Short problem: Can you render the rows below as a two-column CSV with the headers command and outline, one line for every row, putting each command's text and its outline in one quoted field apiece with line breaks turned into spaces? Leave the pictures out.

Material:
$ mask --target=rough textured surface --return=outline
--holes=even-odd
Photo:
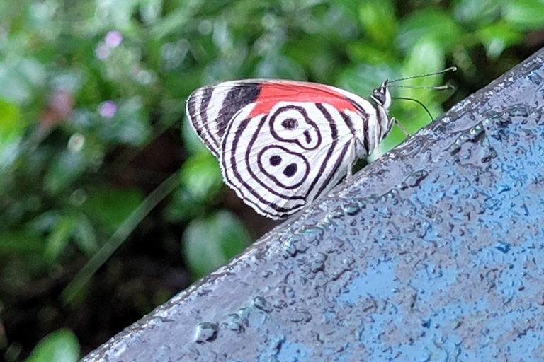
[[[543,361],[543,60],[84,361]]]

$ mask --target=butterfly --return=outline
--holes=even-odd
[[[249,79],[197,89],[187,114],[227,185],[258,213],[283,218],[351,175],[391,131],[387,81],[370,100],[323,84]]]

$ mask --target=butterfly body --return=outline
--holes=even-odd
[[[234,81],[197,89],[187,112],[226,183],[281,218],[336,185],[390,131],[387,82],[371,99],[308,82]]]

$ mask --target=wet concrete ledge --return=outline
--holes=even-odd
[[[543,61],[84,361],[544,360]]]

Output of the task:
command,outline
"$ mask --target=rough textured surface --return=outline --holes=even-odd Photo:","[[[543,361],[543,60],[84,361]]]"
"$ mask --target=butterfly --return=outline --holes=even-odd","[[[249,79],[197,89],[187,114],[227,185],[258,213],[283,218],[351,175],[391,131],[387,81],[370,100],[323,84]]]"
"$ mask --target=butterfly body --return=outline --holes=even-odd","[[[234,81],[197,89],[187,112],[226,183],[281,218],[336,185],[390,131],[387,82],[371,99],[308,82]]]"
"$ mask --target=wet concrete ledge --return=outline --holes=even-odd","[[[543,61],[84,361],[544,360]]]"